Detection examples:
....
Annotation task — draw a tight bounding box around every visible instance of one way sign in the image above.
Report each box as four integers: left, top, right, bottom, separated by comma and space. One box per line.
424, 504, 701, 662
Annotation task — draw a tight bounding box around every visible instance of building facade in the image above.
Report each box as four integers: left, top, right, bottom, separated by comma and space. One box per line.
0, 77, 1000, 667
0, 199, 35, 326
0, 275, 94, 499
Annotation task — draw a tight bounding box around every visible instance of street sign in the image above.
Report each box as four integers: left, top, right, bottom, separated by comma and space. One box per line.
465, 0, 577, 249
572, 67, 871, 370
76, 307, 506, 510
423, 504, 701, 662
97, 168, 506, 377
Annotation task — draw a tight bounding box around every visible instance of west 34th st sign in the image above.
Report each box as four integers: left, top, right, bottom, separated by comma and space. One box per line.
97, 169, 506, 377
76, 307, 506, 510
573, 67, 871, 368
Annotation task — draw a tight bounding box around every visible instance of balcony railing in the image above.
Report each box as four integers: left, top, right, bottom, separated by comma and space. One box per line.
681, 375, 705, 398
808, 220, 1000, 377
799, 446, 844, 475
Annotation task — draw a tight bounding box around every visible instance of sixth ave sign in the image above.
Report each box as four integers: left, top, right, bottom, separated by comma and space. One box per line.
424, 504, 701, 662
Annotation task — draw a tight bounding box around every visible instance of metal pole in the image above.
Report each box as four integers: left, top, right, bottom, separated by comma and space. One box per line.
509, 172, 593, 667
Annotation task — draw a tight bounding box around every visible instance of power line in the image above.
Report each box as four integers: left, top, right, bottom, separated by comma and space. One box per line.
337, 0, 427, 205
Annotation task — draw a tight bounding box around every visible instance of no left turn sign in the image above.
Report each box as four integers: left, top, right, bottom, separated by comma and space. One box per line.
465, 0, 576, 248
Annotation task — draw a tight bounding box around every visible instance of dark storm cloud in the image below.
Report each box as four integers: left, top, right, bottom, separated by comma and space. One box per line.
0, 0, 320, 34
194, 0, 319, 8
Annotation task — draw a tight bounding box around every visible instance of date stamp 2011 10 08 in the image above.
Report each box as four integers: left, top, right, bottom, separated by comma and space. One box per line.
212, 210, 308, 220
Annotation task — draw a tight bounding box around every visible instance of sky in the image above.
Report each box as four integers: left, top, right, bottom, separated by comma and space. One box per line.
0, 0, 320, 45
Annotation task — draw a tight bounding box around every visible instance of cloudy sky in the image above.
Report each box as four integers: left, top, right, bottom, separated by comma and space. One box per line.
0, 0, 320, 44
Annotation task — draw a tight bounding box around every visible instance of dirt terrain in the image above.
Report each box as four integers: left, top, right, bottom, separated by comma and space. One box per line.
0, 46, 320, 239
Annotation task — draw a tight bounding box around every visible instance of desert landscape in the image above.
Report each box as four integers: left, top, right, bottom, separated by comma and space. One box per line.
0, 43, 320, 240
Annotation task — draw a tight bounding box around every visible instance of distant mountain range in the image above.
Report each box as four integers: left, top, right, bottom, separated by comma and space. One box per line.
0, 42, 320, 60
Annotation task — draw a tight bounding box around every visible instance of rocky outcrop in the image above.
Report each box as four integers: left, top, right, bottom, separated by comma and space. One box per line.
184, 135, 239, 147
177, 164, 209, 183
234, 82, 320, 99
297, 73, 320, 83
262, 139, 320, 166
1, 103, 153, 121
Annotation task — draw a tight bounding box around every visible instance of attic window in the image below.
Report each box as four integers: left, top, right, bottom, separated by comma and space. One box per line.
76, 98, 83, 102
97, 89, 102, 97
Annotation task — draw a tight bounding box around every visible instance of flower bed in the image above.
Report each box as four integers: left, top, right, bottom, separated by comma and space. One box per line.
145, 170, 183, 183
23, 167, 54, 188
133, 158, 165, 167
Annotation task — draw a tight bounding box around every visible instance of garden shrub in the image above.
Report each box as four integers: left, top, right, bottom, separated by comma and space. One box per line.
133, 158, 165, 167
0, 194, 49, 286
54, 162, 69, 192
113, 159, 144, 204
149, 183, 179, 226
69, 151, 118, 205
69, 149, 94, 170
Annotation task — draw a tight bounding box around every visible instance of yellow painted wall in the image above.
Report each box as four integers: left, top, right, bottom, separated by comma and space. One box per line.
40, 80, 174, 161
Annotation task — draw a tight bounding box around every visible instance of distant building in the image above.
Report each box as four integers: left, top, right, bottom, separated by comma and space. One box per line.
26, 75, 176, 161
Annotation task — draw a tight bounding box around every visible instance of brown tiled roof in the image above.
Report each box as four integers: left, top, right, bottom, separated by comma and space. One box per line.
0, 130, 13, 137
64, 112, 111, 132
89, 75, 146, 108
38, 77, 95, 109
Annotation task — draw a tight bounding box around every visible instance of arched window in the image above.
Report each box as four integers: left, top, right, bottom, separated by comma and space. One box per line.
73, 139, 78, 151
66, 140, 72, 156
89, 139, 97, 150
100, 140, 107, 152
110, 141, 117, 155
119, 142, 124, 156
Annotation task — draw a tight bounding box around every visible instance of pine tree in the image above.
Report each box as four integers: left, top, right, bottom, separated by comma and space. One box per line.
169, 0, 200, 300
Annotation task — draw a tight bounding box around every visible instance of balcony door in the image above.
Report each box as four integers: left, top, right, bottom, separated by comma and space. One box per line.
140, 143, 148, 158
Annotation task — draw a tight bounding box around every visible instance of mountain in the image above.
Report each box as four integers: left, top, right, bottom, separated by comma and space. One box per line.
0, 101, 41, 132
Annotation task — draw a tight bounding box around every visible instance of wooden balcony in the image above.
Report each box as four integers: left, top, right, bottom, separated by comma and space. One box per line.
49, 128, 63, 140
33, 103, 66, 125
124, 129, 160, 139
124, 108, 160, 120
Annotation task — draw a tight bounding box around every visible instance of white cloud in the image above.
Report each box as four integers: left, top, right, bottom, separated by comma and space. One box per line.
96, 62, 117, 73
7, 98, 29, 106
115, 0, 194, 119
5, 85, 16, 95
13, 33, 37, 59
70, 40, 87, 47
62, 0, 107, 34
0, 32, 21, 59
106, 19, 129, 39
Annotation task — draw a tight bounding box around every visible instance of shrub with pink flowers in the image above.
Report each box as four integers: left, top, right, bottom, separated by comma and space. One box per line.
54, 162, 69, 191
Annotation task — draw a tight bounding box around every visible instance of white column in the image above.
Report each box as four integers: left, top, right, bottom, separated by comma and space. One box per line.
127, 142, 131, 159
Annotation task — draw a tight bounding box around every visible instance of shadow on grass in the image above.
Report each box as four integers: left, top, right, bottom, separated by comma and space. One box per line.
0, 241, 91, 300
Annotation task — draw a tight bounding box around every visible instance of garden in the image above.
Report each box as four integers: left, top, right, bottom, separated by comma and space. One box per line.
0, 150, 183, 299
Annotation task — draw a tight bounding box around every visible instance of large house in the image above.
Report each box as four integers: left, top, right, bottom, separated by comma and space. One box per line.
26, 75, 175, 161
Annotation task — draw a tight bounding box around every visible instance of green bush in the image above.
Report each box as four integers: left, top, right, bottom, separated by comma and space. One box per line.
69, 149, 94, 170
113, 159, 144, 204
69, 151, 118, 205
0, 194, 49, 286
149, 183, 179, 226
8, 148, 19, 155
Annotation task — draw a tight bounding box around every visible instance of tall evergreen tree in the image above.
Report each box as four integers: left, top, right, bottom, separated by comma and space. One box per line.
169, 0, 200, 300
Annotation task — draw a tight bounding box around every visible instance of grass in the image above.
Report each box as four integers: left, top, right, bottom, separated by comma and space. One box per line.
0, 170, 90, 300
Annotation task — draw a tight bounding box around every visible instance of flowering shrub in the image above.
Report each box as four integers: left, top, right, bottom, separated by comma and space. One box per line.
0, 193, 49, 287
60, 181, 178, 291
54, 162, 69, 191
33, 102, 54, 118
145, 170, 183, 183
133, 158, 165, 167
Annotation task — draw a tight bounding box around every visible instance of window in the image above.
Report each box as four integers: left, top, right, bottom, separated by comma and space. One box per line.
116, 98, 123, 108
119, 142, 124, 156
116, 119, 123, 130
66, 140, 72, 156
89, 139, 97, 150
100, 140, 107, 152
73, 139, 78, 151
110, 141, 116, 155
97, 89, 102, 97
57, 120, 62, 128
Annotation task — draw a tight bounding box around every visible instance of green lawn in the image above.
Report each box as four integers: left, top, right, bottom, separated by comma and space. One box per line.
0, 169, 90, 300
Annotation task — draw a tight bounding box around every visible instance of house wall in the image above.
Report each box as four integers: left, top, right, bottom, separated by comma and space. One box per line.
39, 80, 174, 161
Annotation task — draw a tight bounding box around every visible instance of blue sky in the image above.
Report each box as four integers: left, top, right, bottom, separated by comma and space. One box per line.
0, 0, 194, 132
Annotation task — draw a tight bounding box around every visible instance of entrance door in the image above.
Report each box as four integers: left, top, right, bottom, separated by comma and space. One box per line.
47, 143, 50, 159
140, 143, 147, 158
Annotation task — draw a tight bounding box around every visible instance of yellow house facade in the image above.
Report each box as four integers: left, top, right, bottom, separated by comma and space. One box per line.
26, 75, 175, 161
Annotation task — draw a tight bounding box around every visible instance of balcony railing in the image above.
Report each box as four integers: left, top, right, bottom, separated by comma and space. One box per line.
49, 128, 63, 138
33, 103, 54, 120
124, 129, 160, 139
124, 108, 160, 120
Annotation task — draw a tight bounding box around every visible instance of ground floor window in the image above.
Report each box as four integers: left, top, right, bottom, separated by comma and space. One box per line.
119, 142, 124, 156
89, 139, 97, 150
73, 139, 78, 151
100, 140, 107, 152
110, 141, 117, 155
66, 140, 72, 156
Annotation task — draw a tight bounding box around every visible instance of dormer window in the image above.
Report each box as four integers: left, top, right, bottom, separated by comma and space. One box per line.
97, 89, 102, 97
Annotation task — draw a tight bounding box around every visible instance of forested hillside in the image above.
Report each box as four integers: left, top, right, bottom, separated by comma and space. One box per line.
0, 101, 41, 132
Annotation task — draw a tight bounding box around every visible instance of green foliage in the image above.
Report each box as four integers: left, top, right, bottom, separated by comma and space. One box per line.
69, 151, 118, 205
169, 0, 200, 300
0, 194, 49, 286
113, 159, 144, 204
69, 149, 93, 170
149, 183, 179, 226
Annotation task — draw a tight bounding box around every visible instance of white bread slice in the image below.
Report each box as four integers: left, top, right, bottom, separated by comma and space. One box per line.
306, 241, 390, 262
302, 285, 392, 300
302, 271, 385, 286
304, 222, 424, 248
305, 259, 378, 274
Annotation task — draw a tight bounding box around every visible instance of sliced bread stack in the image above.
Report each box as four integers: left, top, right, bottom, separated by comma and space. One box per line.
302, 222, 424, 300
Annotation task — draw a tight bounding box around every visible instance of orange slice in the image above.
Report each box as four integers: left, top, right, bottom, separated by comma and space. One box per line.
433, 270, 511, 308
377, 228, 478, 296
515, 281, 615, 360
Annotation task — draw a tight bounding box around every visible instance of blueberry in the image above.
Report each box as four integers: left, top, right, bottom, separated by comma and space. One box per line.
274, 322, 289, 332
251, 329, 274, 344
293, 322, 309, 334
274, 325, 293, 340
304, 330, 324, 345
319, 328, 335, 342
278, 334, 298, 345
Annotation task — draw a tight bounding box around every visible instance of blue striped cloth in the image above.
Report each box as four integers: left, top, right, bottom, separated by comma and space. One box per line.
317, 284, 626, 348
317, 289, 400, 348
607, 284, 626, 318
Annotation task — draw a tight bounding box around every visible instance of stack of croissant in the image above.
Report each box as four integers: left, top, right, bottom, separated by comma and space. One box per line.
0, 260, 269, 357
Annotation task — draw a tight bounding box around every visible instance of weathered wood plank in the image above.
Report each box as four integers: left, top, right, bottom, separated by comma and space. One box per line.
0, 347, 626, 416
....
> TASK TO COMPLETE
The lines to reproduce run from the one that contains "croissant in the image above." through the last line above; copy them exactly.

> WORKED ANSWER
Annotation task — draw a tight bounding box around every visible instance of stack of croissant in the image above.
Report each box as four integers: left, top, right, bottom, separated by comma and space. One box per line.
0, 260, 269, 357
Annotation task — draw a tight bounding box around every visible instance of weathered wood plank in the image above.
Report each box as four integers: left, top, right, bottom, separated by comma and space. One box per line.
0, 347, 626, 416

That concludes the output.